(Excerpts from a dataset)
****

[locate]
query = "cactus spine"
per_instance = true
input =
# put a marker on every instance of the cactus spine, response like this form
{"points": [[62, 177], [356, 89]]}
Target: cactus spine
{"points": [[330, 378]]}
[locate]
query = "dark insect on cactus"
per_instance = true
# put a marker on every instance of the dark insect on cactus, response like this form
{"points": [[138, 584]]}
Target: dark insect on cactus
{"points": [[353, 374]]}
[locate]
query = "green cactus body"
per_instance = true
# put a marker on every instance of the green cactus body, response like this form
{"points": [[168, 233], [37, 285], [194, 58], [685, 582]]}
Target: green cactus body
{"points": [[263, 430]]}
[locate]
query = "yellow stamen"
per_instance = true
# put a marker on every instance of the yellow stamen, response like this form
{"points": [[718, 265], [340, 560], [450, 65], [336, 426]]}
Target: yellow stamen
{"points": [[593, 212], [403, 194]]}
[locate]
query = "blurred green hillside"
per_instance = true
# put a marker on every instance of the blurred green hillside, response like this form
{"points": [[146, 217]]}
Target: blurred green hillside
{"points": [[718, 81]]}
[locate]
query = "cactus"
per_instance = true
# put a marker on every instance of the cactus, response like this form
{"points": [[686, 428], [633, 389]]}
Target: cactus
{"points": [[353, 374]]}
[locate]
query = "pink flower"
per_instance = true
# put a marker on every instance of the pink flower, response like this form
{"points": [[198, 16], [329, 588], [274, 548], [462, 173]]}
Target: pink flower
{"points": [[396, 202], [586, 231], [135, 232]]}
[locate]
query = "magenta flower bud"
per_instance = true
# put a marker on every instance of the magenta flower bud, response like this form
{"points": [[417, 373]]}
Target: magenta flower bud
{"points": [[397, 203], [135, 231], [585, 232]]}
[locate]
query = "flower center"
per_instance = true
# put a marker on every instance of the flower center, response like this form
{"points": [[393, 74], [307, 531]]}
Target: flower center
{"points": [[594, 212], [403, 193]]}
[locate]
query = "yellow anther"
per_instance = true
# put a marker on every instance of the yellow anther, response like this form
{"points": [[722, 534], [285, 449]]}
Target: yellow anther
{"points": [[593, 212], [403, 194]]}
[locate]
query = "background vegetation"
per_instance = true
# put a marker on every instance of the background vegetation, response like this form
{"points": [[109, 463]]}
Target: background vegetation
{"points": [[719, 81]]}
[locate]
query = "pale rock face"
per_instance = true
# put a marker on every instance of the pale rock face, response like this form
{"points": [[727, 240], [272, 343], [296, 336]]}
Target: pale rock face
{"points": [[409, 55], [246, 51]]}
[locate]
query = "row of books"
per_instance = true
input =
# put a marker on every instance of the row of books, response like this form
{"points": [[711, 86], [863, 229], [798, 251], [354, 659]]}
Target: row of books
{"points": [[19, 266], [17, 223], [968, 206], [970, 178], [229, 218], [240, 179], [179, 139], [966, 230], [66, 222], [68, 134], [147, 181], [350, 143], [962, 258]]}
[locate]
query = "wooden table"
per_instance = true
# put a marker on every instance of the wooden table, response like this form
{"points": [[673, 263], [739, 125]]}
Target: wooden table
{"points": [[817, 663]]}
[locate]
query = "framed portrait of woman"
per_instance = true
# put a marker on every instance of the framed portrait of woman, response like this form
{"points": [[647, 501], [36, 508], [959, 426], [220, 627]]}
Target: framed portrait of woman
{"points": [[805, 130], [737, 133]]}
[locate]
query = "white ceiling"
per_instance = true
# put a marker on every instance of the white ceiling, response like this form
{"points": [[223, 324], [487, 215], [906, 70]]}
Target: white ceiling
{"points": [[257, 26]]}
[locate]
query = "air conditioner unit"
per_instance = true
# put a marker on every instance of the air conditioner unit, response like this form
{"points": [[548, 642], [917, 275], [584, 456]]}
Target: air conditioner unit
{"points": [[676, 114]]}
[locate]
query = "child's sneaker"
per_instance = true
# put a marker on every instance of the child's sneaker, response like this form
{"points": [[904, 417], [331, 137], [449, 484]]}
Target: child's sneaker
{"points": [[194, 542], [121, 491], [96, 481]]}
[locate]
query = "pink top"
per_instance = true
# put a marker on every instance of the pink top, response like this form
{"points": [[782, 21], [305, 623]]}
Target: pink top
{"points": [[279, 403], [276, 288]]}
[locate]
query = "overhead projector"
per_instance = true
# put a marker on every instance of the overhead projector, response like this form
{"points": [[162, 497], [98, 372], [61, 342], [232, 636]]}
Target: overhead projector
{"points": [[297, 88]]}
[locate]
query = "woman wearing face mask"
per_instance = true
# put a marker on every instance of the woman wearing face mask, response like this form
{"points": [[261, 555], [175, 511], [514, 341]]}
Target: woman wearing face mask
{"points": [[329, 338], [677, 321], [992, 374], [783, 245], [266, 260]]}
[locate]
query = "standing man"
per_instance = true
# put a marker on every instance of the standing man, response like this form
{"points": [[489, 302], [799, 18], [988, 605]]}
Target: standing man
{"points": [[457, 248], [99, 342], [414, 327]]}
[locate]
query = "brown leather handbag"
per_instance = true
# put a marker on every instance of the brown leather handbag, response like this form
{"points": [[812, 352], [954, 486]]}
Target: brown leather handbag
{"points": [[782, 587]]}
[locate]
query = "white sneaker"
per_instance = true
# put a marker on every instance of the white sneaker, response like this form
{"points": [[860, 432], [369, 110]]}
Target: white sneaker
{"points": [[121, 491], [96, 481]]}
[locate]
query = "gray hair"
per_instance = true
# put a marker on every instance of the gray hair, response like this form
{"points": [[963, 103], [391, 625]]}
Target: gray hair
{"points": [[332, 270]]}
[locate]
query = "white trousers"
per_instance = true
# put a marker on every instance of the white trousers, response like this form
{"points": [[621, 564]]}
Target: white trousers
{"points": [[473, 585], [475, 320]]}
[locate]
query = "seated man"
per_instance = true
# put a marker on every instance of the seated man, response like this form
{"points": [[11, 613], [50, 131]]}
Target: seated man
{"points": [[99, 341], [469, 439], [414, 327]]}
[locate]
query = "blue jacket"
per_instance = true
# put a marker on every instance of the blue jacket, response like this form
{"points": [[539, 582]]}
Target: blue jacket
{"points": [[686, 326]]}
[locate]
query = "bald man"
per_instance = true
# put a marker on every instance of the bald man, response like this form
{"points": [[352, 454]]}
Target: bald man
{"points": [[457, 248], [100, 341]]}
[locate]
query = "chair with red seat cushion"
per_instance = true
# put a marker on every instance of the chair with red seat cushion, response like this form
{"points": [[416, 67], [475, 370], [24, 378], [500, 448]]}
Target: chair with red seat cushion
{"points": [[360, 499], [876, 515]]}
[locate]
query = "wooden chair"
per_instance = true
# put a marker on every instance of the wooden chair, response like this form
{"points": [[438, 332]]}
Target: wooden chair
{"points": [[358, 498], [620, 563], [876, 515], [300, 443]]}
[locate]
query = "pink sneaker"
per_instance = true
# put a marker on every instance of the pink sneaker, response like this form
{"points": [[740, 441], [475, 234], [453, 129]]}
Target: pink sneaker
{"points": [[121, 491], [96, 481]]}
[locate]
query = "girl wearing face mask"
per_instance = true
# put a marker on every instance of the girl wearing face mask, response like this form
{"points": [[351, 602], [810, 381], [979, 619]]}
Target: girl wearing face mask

****

Check every line above for the string "girl", and copy the ones that have it.

**TASK SOLUTION**.
query = "girl wearing face mask"
# put a marker on every instance of the girl wearing face mask, response like this form
Target: girl wearing face mask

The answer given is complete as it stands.